WRITTEN REQUEST 1: Reproduce verbatim the portion of the passage on level scaling that begins with the words containing "I proposed a" and ends with "even with items.".
WRITTEN REQUEST 2: Return each line of the listing that contains the string "pole". Letter case matters.

TEXT SEGMENT:
------------------------------------------------------------------------

I had mentioned that the level increase of a party tends to result in a no net change in difference between opponents and players as the GM tends to 'level' up the monsters defenses and hazards to match the level increase of the players. It is the level tread mill that results in no net increase but a large amount of mathematical totaling on both sides of the screen which just nets out to roughly zero in the best case or results in a wide variation in the player's abilities to handle a threat (I've seen differences of +10 to +20 in to hit and AC in the late teens of PF and 3.5 between players).

I proposed a removal of the level increase for a set of static levels of play that cover choices of complexity that players like to use. Players that like to have few choices can choose one level of complexity and players that like to have twenty or more choices on their turn can have their complexity level.

This leads back to the giant which the player will always find is a giant and hard to fight even with items.

What I think this then results in the DM moving the level mechanic to the monsters and just deciding how much tougher a monster is in relation to the players. You could have an 'easy' giant and a 'hard' giant. The giants could be similar but with a variation of defenses and hit points they would feel different. The GM could reward story play by swapping in an easier giant if the players have taken steps to prepare or have certain items.
 


This was no problem in my games...

------------------------------------------------------------------------

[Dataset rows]

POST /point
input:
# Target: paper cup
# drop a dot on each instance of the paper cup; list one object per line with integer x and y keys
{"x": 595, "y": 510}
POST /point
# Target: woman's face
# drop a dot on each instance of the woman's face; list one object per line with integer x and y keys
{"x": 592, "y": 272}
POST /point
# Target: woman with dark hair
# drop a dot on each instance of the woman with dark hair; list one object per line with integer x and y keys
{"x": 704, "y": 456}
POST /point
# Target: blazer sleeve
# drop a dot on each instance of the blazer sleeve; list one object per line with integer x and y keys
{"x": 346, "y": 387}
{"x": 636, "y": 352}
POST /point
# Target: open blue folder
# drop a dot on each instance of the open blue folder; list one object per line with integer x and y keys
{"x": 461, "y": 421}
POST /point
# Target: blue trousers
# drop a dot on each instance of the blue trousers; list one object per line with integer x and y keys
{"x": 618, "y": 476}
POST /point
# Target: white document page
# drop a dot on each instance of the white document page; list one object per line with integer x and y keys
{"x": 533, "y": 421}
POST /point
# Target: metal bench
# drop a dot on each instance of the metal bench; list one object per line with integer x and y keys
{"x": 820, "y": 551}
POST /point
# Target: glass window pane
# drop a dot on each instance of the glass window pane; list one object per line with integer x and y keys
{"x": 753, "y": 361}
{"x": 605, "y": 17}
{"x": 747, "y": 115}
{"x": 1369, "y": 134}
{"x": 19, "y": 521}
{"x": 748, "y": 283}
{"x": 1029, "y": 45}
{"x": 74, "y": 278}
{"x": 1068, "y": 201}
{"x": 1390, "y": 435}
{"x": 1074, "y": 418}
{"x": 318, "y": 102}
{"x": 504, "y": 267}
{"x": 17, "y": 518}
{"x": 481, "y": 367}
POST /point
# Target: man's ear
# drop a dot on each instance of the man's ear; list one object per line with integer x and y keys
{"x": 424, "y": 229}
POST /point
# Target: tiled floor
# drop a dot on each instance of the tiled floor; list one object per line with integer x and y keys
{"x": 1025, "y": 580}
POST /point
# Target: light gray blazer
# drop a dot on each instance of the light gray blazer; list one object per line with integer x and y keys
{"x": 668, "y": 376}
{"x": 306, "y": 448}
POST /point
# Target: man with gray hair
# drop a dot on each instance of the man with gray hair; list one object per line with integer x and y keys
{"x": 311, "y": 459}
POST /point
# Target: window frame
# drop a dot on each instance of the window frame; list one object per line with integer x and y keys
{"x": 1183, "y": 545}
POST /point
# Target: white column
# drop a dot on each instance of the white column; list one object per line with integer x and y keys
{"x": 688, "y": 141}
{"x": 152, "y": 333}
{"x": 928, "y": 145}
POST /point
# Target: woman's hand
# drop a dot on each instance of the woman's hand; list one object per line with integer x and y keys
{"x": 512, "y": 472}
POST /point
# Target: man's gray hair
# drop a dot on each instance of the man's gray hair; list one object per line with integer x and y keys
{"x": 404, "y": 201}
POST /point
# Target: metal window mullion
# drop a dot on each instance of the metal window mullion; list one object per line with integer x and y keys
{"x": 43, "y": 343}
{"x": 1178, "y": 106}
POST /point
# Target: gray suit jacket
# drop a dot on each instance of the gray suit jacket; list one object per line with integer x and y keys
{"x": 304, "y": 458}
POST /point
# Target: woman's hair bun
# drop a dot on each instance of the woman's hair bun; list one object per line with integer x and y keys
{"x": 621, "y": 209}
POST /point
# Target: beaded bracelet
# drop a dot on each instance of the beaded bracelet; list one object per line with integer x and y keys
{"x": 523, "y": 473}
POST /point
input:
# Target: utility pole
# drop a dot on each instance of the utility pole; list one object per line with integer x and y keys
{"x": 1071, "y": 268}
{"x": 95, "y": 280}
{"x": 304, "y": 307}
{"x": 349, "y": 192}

------------------------------------------------------------------------

FULL ANSWER 1:
I proposed a removal of the level increase for a set of static levels of play that cover choices of complexity that players like to use. Players that like to have few choices can choose one level of complexity and players that like to have twenty or more choices on their turn can have their complexity level.

This leads back to the giant which the player will always find is a giant and hard to fight even with items.

FULL ANSWER 2:
# Target: utility pole
# drop a dot on each instance of the utility pole; list one object per line with integer x and y keys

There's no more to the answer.